------ TASK INPUT ------

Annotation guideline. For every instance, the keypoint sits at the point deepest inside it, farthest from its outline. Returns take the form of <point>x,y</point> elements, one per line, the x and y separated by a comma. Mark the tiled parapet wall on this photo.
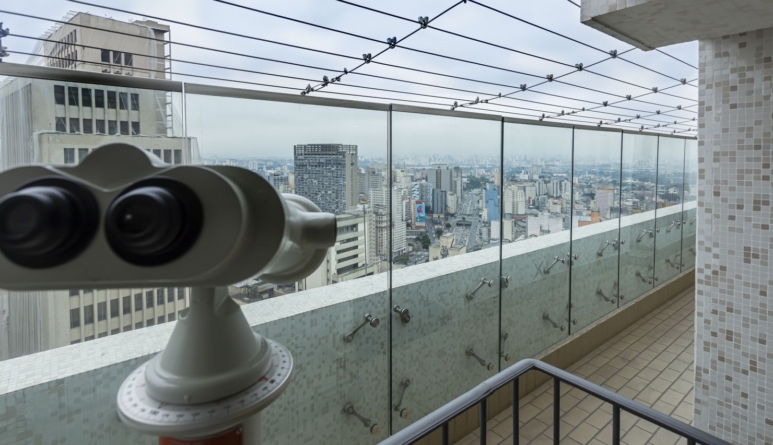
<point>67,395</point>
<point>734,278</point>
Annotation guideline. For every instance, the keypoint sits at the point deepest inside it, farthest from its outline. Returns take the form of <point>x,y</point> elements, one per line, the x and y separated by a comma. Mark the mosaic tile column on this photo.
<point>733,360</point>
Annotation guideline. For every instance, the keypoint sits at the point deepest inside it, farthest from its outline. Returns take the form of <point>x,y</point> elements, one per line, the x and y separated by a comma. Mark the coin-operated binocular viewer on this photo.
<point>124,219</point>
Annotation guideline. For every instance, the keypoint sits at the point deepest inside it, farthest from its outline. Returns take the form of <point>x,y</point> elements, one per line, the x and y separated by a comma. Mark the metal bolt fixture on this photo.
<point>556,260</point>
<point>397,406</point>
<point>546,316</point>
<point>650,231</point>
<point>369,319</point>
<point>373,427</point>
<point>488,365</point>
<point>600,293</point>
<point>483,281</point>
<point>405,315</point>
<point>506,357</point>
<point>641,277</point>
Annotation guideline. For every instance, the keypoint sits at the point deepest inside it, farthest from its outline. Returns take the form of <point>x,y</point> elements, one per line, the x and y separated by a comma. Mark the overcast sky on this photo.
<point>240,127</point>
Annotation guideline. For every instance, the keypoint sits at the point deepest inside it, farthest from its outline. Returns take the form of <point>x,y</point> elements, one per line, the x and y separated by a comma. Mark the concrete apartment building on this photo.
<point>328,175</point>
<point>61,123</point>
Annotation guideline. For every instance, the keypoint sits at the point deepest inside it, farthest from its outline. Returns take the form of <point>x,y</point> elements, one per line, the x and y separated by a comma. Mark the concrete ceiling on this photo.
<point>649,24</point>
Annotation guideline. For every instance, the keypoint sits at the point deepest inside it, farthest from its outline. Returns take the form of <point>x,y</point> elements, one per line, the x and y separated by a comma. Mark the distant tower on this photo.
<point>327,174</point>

------

EXERCISE INSTRUCTIONS
Write out exactly the lines from the one containing "building on this photo." through the end of the data, both included. Add nothing else.

ANSWER SECTION
Annotation guideline. For every instance, the keypoint sits at the point deepest inside it, farthest from its outline. Returns take the form of <point>x,y</point> elements, one per line, the x and y separated by a comma. Mark the concrete apartment building on this photo.
<point>328,175</point>
<point>61,123</point>
Annotation guideline. For every instance, the keypoint sits at the point deepest inside it, farthest from its outline. Returns take the form of <point>x,y</point> elements, one per line, the x and y separated by a comma. Mark the concrete ceiling on this photo.
<point>649,24</point>
Annotation guideline. For every instance, the keypoint sits at the point deepest inside it, farthest from its outline. Returns take the form of <point>x,y</point> elements, one per line, the x and y separated by a comma. Mark the distant tower on this photo.
<point>327,174</point>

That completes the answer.